§ **PROBLEM STATEMENT**
Return the lines below exactly, starting with the line that contains "As a courtesy, could you identify the sepia" and stopping after the last line.

________________

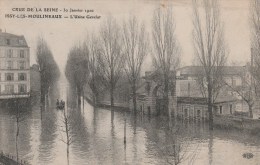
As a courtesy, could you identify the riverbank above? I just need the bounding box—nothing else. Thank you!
[214,115,260,136]
[0,152,30,165]
[84,96,130,112]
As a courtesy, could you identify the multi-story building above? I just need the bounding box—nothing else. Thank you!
[0,30,30,99]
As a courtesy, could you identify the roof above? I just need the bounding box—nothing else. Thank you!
[0,31,28,47]
[177,66,245,76]
[144,70,176,80]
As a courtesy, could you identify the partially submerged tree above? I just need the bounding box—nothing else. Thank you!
[84,35,104,106]
[36,38,60,107]
[65,45,89,107]
[193,0,227,130]
[123,17,148,114]
[152,8,180,117]
[98,17,125,109]
[250,0,260,117]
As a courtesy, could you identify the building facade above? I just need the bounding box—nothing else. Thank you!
[0,30,30,99]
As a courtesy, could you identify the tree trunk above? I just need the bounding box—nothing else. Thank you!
[110,85,114,110]
[77,87,81,108]
[82,88,85,110]
[41,82,46,108]
[248,104,253,118]
[15,119,19,162]
[208,80,213,130]
[132,82,137,115]
[163,75,170,117]
[67,144,70,165]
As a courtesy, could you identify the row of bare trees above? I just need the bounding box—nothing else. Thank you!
[36,37,60,107]
[66,17,148,112]
[66,0,260,129]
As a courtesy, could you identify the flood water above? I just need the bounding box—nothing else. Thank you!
[0,93,260,165]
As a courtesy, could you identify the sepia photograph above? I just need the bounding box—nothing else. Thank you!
[0,0,260,165]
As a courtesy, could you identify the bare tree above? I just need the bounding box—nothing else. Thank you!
[152,8,180,116]
[65,45,89,107]
[193,0,227,130]
[59,109,83,165]
[123,16,148,114]
[84,34,104,106]
[36,37,60,107]
[98,17,124,111]
[250,0,260,115]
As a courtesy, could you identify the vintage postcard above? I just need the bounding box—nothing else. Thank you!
[0,0,260,165]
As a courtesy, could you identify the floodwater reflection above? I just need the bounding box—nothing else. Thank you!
[0,96,260,165]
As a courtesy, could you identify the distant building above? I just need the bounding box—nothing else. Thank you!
[0,30,30,99]
[30,64,41,94]
[176,66,249,119]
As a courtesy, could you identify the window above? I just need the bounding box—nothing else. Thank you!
[5,85,14,94]
[18,73,26,81]
[219,105,222,114]
[18,39,24,45]
[229,104,233,114]
[5,73,14,81]
[147,106,151,116]
[233,78,237,86]
[6,61,13,69]
[6,39,10,45]
[197,110,201,118]
[20,50,25,58]
[19,61,25,69]
[7,49,13,58]
[184,109,188,118]
[18,84,26,93]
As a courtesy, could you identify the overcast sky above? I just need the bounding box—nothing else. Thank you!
[0,0,250,75]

________________

§ **TASK OUTPUT**
As a courtesy, could you identify the sepia photograph above? I just need the bounding box—nothing else. Thank you!
[0,0,260,165]
As a courtesy, could you identify the bare tree above? I just need the bounding box—nothing else. Thank you!
[152,8,180,116]
[65,45,89,107]
[193,0,227,130]
[59,109,83,165]
[123,16,148,114]
[84,34,104,106]
[36,37,60,107]
[98,17,124,111]
[250,0,260,115]
As a courtesy, could you identify the vintage postcard above? I just need the bounding box—nothing else. Thank you!
[0,0,260,165]
As a courtesy, could you identify the floodwater reflection above? I just need the bounding box—nothing else. Thank you!
[0,96,260,165]
As a courtesy, could you identify the distant building above? I just need the bounding box—nothing else. Thank you!
[0,30,30,99]
[30,64,41,94]
[176,66,249,119]
As a courtesy, could you identify the window above? I just need the bounding box—nothing else. Thank you!
[5,85,14,94]
[18,73,26,81]
[219,105,222,114]
[18,39,24,45]
[229,104,233,114]
[5,73,14,81]
[147,106,151,116]
[233,78,237,86]
[6,61,13,69]
[6,39,10,45]
[197,110,201,118]
[20,50,25,58]
[19,61,25,69]
[7,49,13,58]
[184,109,188,118]
[18,84,26,93]
As a courtesy, could you identify the overcast sky above? I just need the bounding box—nothing else. Thank you!
[0,0,250,75]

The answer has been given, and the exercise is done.